-- Job --
Please set down, word for word, the part of the post on Gresham's Law and Congress that opens with the words containing "It sounds like" and closes with "thugs and mooks.".

-- Quoted passage --

---

Thursday, September 14, 2023

Gresham's Law Comes To Congress

     "Bad money drives out good," and cynical, thuggish and/or pandering elected representatives drive out the ones with a speck of backbone.

     Mitt Romney was one of the few with a spine, or at least cartilage.  He's decided he won't run again.  An upcoming biography shares the details of his Senate peers, fellow Republicans, who privately expressed their concerns about Donald Trump, Trumpism as a movement and related topics -- and then went on TV or the Senate floor and enthusiastically supported the latest whim.  Senators with degrees from Harvard and Yale who never swung a hammer or washed a single dish, expressing contempt for "elite rulers" and professing their solidarity with the working man in public while privately living the high life on the public's dime, fretful of growing authoritarianism but unwilling to risk their cushy spot by opposing it.

     It sounds like a working environment that would test the steeliest of wills.  And Senator Romney is only the latest in a long list of senior Republicans -- and a few Democrats - who have stepped away since 2016.

     We're losing statespeople.  We're gaining operators, punks, thugs and mooks.

     And a large segment of the public loves being buffaloed, cheering for a chance to hit back at whatever target fits the feelings of the moment.  How large?  Guess we'll find out, by and by.

---

-- Data records --
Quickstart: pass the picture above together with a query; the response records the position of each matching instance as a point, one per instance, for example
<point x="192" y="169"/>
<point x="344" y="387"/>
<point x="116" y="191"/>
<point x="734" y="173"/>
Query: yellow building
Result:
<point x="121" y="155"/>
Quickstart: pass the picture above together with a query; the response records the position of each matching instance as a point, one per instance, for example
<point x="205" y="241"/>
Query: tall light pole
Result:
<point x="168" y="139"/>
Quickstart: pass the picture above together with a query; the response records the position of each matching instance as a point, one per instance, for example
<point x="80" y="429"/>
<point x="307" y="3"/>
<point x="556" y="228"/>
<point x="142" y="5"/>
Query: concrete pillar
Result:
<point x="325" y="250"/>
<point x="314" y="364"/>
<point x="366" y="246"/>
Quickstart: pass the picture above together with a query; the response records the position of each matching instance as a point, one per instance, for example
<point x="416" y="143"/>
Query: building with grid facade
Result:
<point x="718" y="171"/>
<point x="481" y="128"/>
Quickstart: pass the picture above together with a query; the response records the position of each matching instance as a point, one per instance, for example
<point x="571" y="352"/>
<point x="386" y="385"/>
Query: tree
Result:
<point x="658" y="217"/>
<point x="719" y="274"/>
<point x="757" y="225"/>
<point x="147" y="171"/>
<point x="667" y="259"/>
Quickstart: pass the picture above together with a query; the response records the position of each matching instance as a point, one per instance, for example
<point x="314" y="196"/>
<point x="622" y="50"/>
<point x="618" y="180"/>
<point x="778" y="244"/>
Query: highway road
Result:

---

-- Expected answer --
It sounds like a working environment that would test the steeliest of wills.  And Senator Romney is only the latest in a long list of senior Republicans -- and a few Democrats - who have stepped away since 2016.

     We're losing statespeople.  We're gaining operators, punks, thugs and mooks.